**Objective**
Please copy the records from their first line through the line containing "point(47, 327)", leaving the requests unchanged and increasing every coordinate in the answers by 117.

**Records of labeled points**
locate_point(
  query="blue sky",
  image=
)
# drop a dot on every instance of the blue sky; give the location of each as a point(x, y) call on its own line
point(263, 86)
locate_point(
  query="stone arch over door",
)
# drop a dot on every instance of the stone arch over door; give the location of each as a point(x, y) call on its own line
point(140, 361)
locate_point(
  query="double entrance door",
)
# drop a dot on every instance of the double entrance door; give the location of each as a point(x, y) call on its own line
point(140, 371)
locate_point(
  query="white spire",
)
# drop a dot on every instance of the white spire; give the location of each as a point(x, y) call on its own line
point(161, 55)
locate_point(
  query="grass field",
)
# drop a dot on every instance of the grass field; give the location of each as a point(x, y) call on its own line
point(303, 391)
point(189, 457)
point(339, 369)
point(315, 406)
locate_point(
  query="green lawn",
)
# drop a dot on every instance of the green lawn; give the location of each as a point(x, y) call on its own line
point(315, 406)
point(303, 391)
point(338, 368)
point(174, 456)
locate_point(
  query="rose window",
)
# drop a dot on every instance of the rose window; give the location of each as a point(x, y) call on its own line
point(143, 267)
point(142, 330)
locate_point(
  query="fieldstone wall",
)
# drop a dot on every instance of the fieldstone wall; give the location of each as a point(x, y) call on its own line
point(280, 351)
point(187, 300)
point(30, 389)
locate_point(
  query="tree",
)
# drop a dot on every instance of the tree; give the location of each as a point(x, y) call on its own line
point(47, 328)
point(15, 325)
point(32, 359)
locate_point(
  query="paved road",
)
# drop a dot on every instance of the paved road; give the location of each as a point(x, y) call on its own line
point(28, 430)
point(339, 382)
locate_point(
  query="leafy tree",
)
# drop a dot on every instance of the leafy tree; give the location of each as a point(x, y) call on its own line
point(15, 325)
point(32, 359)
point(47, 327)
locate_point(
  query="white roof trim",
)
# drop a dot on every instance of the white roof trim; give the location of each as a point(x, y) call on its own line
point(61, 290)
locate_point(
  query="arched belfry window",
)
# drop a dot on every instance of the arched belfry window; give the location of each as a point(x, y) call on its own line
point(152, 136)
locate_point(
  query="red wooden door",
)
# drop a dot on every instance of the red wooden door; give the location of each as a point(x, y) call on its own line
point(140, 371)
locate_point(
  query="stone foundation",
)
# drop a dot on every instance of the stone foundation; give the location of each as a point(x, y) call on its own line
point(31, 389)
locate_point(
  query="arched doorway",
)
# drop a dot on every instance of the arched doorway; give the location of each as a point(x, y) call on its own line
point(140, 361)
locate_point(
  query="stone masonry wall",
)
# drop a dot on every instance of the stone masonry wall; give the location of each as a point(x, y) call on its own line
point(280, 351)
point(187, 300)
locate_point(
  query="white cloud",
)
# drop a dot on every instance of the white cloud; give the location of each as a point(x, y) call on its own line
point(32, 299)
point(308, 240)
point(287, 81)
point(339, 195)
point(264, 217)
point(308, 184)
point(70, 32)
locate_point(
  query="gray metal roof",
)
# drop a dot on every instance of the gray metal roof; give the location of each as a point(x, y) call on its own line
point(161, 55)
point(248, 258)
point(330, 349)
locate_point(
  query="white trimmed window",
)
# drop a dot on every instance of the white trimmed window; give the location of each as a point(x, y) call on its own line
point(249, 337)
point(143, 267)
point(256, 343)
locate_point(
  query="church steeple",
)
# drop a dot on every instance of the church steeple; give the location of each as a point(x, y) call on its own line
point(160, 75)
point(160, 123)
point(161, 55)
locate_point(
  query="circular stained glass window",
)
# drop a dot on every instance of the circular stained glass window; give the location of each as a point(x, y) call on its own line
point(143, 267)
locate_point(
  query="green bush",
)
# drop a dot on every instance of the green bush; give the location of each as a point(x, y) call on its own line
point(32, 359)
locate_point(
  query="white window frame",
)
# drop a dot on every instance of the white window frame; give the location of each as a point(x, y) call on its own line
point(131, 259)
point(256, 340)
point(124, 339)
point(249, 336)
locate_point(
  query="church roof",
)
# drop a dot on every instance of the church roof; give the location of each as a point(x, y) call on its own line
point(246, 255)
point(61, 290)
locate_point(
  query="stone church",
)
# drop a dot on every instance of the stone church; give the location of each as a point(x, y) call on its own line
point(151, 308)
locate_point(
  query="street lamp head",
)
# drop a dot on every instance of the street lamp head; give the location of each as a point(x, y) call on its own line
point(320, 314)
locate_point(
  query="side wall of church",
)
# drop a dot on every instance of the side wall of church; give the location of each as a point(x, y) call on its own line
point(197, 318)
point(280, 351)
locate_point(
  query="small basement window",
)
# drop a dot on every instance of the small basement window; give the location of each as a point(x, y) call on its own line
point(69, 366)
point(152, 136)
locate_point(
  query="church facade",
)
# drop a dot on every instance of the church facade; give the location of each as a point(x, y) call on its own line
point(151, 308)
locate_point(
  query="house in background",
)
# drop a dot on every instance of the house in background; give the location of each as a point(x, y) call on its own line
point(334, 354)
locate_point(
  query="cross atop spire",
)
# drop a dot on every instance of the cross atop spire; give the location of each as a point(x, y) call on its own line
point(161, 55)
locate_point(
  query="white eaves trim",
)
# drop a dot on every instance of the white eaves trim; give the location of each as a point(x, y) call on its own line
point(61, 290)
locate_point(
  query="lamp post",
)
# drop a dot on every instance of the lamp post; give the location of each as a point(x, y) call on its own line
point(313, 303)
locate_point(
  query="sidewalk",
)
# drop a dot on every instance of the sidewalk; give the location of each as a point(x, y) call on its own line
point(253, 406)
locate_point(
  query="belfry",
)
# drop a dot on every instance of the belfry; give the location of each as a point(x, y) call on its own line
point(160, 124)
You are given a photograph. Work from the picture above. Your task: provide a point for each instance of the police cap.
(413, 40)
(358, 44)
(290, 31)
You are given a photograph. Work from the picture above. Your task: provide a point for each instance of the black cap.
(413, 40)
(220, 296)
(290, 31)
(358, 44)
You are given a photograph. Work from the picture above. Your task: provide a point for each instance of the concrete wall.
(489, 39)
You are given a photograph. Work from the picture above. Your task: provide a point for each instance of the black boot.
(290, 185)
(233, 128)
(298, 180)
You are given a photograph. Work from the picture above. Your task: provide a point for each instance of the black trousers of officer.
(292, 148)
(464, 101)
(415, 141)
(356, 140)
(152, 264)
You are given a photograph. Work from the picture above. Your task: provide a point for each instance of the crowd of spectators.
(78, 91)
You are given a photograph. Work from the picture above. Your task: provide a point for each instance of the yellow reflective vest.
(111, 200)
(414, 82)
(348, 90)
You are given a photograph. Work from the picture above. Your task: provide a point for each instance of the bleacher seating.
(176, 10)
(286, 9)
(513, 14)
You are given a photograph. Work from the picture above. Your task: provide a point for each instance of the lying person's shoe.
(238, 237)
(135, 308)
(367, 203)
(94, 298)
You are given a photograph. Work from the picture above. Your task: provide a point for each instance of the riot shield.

**Written reply**
locate_point(
  query="blue sky",
  image=
)
# drop a dot on every instance of the blue sky; give the location of each as a point(x, y) call on its own line
point(380, 203)
locate_point(
  query="stone arch over door",
)
# drop a dot on every instance of the stone arch over door; give the location of each as a point(x, y) call on its own line
point(257, 478)
locate_point(
  query="double entrance door",
)
# drop a dot on every instance of the double entrance door; give the location of each as a point(x, y) call on its own line
point(257, 488)
locate_point(
  query="white spire",
)
# drop a dot on every instance of the white spire; give the location of each as a point(x, y) call on its own line
point(278, 172)
locate_point(
  query="grass field",
)
# drop a dot on every instance of the grass field; give the location of each as a point(x, y) call on its own line
point(420, 508)
point(306, 574)
point(456, 486)
point(432, 523)
locate_point(
  query="green lawn",
)
# drop a dot on every instance of the green lawn; give the location of each as a point(x, y) call on its own line
point(432, 523)
point(420, 508)
point(455, 485)
point(291, 573)
locate_point(
  query="rose window",
)
# drop a dot on every instance of the rose window; give the location of each as a point(x, y) call on its own line
point(260, 384)
point(259, 447)
locate_point(
  query="fieldstone wall",
)
# drop a dot on every instance of the fieldstone wall; give the location of each as a point(x, y) call on its own line
point(397, 468)
point(304, 417)
point(147, 506)
locate_point(
  query="tree",
)
# drop a dot on every instance of the tree; give the location of each as a point(x, y) call on its own line
point(164, 445)
point(132, 442)
point(149, 476)
locate_point(
  query="paved road",
)
# drop a dot on every instance of the paved road; give the location of each as a point(x, y) call on its own line
point(145, 547)
point(456, 499)
locate_point(
  query="leafy tree",
)
# drop a dot on every instance of the leafy tree; give the location of each as a point(x, y) call on its own line
point(132, 442)
point(149, 476)
point(164, 444)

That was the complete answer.